Write out, word for word, only the lines from the one containing "Expected output, for every instance of the boat fender, the" through the final line of the data.

▶ [Collection entries]:
*-*-*

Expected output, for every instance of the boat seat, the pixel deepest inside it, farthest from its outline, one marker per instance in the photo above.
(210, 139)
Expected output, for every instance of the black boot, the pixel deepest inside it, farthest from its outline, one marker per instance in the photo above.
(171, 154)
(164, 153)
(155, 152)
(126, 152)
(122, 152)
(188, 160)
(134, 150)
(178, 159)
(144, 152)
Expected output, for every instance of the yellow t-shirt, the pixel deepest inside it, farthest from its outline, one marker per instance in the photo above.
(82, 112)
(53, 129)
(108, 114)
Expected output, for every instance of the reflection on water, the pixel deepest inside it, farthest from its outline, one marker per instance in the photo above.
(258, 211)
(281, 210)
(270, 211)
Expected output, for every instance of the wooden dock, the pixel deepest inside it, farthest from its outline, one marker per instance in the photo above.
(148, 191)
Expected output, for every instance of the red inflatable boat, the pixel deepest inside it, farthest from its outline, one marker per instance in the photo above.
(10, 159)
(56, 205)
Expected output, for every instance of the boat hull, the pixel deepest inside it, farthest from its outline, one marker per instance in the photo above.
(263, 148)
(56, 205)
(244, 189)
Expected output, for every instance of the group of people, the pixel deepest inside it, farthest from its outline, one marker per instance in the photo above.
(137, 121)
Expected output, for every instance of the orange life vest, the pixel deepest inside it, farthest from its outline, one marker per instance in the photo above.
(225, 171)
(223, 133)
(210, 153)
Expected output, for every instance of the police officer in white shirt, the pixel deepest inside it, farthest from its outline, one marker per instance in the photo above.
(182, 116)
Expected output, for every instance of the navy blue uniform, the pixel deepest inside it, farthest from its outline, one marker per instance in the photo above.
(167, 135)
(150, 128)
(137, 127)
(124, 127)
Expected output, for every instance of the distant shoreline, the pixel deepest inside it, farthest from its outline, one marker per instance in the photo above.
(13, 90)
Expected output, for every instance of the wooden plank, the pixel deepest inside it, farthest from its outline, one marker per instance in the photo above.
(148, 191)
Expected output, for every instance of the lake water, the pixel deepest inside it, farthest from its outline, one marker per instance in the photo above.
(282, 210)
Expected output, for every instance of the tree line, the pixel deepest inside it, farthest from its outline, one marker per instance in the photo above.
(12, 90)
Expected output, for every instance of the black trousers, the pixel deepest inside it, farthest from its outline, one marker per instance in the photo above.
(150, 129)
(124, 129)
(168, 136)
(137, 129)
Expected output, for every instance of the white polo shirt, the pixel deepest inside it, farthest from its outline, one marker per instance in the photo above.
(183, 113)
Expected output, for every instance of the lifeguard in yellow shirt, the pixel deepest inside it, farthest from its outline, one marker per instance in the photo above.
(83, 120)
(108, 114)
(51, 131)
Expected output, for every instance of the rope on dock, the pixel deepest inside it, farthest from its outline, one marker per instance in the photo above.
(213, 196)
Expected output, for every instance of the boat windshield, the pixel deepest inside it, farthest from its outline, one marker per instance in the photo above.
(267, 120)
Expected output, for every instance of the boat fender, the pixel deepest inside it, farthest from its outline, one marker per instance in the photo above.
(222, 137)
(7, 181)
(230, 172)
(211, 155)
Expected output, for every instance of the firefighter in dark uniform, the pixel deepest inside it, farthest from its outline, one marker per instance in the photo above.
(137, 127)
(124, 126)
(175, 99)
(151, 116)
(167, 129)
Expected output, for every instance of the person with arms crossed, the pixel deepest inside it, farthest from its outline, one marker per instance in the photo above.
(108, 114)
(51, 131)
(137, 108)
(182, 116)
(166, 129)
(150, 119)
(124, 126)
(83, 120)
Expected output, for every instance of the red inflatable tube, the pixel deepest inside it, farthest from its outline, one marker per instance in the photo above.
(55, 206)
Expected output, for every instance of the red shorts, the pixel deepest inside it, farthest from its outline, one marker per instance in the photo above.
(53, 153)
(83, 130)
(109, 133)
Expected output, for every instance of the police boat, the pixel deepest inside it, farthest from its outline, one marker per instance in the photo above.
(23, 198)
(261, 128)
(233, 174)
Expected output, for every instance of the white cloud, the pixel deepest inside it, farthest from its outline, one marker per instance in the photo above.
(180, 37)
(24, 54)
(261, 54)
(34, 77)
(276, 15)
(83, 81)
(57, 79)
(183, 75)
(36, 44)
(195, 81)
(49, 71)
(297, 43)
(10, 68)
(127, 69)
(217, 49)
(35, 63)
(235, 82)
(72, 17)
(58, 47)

*-*-*

▶ [Response area]:
Expected output, for every instance of the boat fender, the pixel deepest inside it, farthest from its outline, one marker per instance in the photo above.
(222, 137)
(7, 181)
(230, 172)
(211, 155)
Expected output, for every instance of the firefighter in dark uniform, the pixel deepest inside it, farthest from its outline, one marker per instance in the photo above.
(137, 127)
(124, 126)
(175, 99)
(151, 116)
(167, 129)
Expected output, for every instance of the person with arms crossed, the pixel deepest inside it, farthest from its outline, one marker per instance in the photo above.
(108, 114)
(51, 131)
(137, 108)
(182, 116)
(166, 129)
(150, 119)
(124, 126)
(83, 120)
Expected output, for every instance of the red inflatable tube, the pixel deepest inside it, farthest from its outline, one marker per instance in the photo above.
(55, 206)
Expected output, for every instance of the red shorts, the pixel deepest inside it, farthest from its outline, one marker per instance in the photo above.
(53, 153)
(83, 130)
(109, 133)
Expected output, for every instance of the police boat, the pixel deepest inside it, farthest from its outline, one marker per instance in the photo above.
(23, 198)
(261, 128)
(233, 174)
Expected output, for every instance of the white cloud, the pixel deepest inside it, farthest from its outline, one marker per instance in the photo above.
(180, 37)
(24, 54)
(261, 54)
(34, 77)
(276, 15)
(83, 81)
(57, 79)
(183, 75)
(36, 44)
(195, 81)
(49, 71)
(297, 43)
(10, 68)
(127, 69)
(217, 49)
(35, 63)
(235, 82)
(72, 17)
(58, 47)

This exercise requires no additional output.